Written problem —
Put every line of the records below into a JSON list of strings, one string per line, with blank lines omitted.

Materials provided —

┄┄┄┄┄┄┄┄┄┄┄┄┄┄┄┄┄┄┄┄

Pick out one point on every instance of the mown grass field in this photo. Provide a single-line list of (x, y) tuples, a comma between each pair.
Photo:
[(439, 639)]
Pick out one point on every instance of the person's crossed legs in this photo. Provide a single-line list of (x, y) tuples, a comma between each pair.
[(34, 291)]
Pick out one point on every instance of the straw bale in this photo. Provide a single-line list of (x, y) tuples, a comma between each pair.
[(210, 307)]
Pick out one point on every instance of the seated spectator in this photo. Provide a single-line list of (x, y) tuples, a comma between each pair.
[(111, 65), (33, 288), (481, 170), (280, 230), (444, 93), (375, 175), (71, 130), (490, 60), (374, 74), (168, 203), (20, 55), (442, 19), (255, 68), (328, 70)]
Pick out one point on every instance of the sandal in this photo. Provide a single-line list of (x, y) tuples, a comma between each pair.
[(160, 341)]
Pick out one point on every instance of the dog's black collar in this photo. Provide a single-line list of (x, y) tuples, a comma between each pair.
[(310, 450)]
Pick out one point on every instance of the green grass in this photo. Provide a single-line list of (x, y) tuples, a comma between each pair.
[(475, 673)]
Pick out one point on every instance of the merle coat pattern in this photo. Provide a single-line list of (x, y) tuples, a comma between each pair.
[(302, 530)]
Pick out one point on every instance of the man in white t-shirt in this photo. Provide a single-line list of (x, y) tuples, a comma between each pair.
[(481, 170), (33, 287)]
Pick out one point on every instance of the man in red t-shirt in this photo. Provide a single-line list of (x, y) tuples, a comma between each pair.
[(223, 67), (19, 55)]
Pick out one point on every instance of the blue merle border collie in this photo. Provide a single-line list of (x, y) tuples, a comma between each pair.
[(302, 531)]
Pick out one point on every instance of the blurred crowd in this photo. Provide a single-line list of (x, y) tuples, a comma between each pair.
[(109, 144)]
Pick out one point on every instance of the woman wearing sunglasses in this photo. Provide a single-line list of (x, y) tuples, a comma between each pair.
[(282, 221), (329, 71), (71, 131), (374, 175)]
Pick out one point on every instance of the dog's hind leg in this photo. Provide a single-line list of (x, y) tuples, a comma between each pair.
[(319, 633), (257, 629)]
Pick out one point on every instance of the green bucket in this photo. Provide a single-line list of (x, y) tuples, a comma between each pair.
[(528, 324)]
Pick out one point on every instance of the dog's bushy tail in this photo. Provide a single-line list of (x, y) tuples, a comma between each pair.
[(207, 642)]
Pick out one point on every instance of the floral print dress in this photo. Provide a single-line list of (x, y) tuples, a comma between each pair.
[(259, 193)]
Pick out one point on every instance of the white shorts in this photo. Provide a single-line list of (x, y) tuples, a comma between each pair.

┄┄┄┄┄┄┄┄┄┄┄┄┄┄┄┄┄┄┄┄

Complete answer —
[
  "Pick out one point on every instance of the mown grass field in this photo. Provide a single-line list of (x, y) tuples, a comma between each pair.",
  "Photo:",
  "[(439, 639)]",
  "Pick out one point on every instance of the person's crossed legs in this photo. Provide a single-line list of (x, y) tuples, a comma between each pair.",
  "[(34, 291)]",
  "Pick out one point on every instance of the straw bale in this photo. Provide a single-line list of (x, y) tuples, a comma between each pair.",
  "[(210, 307)]",
  "Pick out one point on every instance of the seated spectator in this photo. Provide a single-line list of (x, y) tuples, a comma between each pair.",
  "[(111, 65), (33, 288), (481, 170), (280, 230), (444, 93), (375, 175), (71, 130), (490, 60), (374, 74), (168, 203), (20, 55), (442, 19), (255, 68), (328, 70)]",
  "Pick out one point on every instance of the sandal in this photo. Provide a single-line list of (x, y) tuples, a comma between each pair.",
  "[(160, 341)]",
  "Pick out one point on every instance of the dog's black collar in this photo. Provide a single-line list of (x, y) tuples, a comma between each pair.",
  "[(310, 450)]",
  "Pick out one point on every instance of the green grass in this photo. Provide a single-line list of (x, y) tuples, a comma between each pair.",
  "[(475, 673)]",
  "Pick out one point on every instance of the merle coat pattern in this photo. Provide a single-line list of (x, y) tuples, a comma between each pair.",
  "[(302, 530)]",
  "Pick out one point on every instance of the man in white t-shirt in this photo. Provide a single-line list of (x, y) tuples, a comma between each pair.",
  "[(481, 170), (33, 287)]",
  "Pick out one point on every instance of the man in red t-shirt in this photo. Provide a single-line list of (x, y) tuples, a comma between each pair.",
  "[(223, 67), (19, 55)]",
  "Pick out one point on every instance of the blue merle border collie in this photo. Provide a single-line list of (x, y) tuples, a comma between each pair.",
  "[(302, 531)]",
  "Pick out one point on every instance of the blurred crowd in this photo. Provide a single-line list of (x, y) tuples, a comma between each pair.",
  "[(109, 144)]",
  "Pick out one point on every instance of the woman wearing sunglasses in this photo. Provide a single-line list of (x, y) tuples, a comma between each pair.",
  "[(282, 221), (329, 71), (71, 131), (374, 175)]",
  "Pick out one point on every instance of the dog's hind leg in this photo. Provide a single-line list of (x, y) tuples, a comma between each pair.",
  "[(319, 633), (257, 629)]",
  "Pick out one point on every instance of the green bucket in this photo. Provide a single-line list of (x, y) tuples, a comma between each pair.",
  "[(528, 324)]",
  "Pick out one point on every instance of the dog's bushy tail in this photo. Provide a single-line list of (x, y) tuples, a comma between each pair.",
  "[(207, 642)]",
  "Pick out one point on every instance of the floral print dress in this photo. Provide a single-line list of (x, y) tuples, a comma between each pair.",
  "[(259, 193)]",
  "Pick out one point on every instance of the white shorts in this photo. Provide a single-line list of (x, y) tuples, a comma between each pair."
]